**WORK INSTRUCTIONS:**
• A. Translate into Spanish this sentence from the post about reading during school pickup: "I can read fast, but I prefer a more casual pace."
• B. Decide whether each statement agrees with the post about reading during school pickup. Answer yes or no and quote the words that decide it. (i) The writer arrives early to be near the front of the pickup line. (ii) The writer regards Abercrombie's books as a gore-fest. (iii) The writer usually finishes a book within a few days.

(Beginning of TEXT FOR ANALYSIS)

I’m rereading Joe Abercrombie’s First Law series for something to do while I wait for the twins to be released from school each afternoon to parent pickup. Like more than a few parents at the school, I wasn’t 100% on board with the whole idea of two first-grade girls riding a school bus to and from school during the pandemic, especially when the bus was considered yet another social “pod” as far as the school was concerned and, if one kid on the bus was exposed to covid, the whole busload breathed the same air for an extended period of time without adult supervision to masks stayed on, so the whole busload would be kept home for 14 days. And, it hadn’t officially been decided that this was almost exclusively an airborne disease, so I shuddered at all of those unsanitized surface areas the girls would come into contact with.
So, I drive in each day to pick them up. And because the school wasn’t designed for mass-parent pickup, I tend to go early to get close to the head of the line — I’d rather wait on the front end without having to navigate than to wait at the tail end and emulate rush hour mayhem on narrow neighborhood streets, waiting for a near-equal amount of time to pick them up. And I use the opportunity to read over the 45-minute plus period.
I’m no speedy reader. I can read fast, but I prefer a more casual pace. So, most books take me several weeks to complete if I only read while waiting for the kiddos. If anything, I’ve learned there is no need to rush to the end while reading, just so I can find another book to satisfy my urge to read. Fortunately for me, there doesn’t seem to be much out there lately that keeps my attention in terms of fiction, so I rarely need to make it through a stack of books.
It occurred to me while I was reading the second book in the first trilogy, Before They Are Hanged, that — in spite of all the hoopla about Abercrombie writing in the fantasy subgenre known as “grimdark” — his books are not all that grim or dark. Are they visceral and violent? Sure. If you don’t want to read about what kinds of things happen during wars, people being awful to each other and torture, I don’t recommend reading them. But it’s nothing like the splatterpunk subgenre of fiction, or even the works of GRRM; it’s gritty and violent, but not a gore-fest. And, notably, it feels authentic in the sense that, as I read it, I imagine that the violence portrayed is probably pretty close to what someone would have witnessed in our not-so-distant past. And I like a sense of realism in my fantasy.

(End of TEXT FOR ANALYSIS)
(Beginning of RECORD EXCERPTS)

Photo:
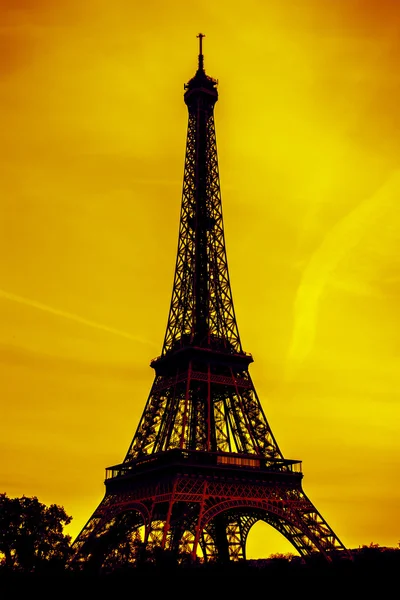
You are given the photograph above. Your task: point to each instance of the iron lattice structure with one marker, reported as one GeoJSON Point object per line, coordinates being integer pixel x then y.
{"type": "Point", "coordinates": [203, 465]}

(End of RECORD EXCERPTS)
(Beginning of RECORD EXCERPTS)

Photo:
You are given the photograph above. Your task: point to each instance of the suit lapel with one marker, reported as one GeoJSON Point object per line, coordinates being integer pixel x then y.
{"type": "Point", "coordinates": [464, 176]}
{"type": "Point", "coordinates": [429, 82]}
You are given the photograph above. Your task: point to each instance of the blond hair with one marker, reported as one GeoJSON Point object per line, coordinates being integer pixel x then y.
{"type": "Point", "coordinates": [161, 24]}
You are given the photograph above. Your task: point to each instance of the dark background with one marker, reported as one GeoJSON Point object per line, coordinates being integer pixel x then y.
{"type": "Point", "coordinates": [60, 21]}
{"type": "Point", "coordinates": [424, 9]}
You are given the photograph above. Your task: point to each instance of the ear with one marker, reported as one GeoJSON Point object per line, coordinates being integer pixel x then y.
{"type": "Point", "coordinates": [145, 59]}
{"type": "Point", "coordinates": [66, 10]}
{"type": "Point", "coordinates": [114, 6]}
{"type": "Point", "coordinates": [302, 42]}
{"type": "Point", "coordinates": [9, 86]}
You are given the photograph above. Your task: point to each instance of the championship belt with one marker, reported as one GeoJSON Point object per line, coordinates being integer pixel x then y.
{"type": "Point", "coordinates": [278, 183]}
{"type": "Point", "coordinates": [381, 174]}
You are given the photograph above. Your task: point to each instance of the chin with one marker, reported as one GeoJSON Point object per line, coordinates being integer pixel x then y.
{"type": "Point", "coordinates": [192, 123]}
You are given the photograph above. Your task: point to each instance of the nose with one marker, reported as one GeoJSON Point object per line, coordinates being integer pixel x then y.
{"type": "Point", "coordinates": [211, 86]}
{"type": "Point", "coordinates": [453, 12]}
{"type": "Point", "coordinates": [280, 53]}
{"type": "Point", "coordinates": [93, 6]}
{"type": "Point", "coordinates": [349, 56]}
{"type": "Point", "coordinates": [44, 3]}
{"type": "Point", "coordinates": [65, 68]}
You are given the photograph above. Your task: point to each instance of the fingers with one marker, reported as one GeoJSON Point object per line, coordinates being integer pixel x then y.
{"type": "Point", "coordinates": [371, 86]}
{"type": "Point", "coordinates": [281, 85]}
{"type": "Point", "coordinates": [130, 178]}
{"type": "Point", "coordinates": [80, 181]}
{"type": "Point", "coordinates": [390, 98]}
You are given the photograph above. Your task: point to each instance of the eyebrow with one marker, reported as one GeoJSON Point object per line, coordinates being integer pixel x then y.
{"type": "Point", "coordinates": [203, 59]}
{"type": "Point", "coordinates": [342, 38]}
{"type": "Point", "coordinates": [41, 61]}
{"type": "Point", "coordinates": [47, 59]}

(End of RECORD EXCERPTS)

**ANSWERS GIVEN:**
• A. Puedo leer rápido, pero prefiero un ritmo más pausado.

• B.
(i) Yes: "I tend to go early to get close to the head of the line"
(ii) No: "it’s gritty and violent, but not a gore-fest"
(iii) No: "most books take me several weeks to complete if I only read while waiting for the kiddos"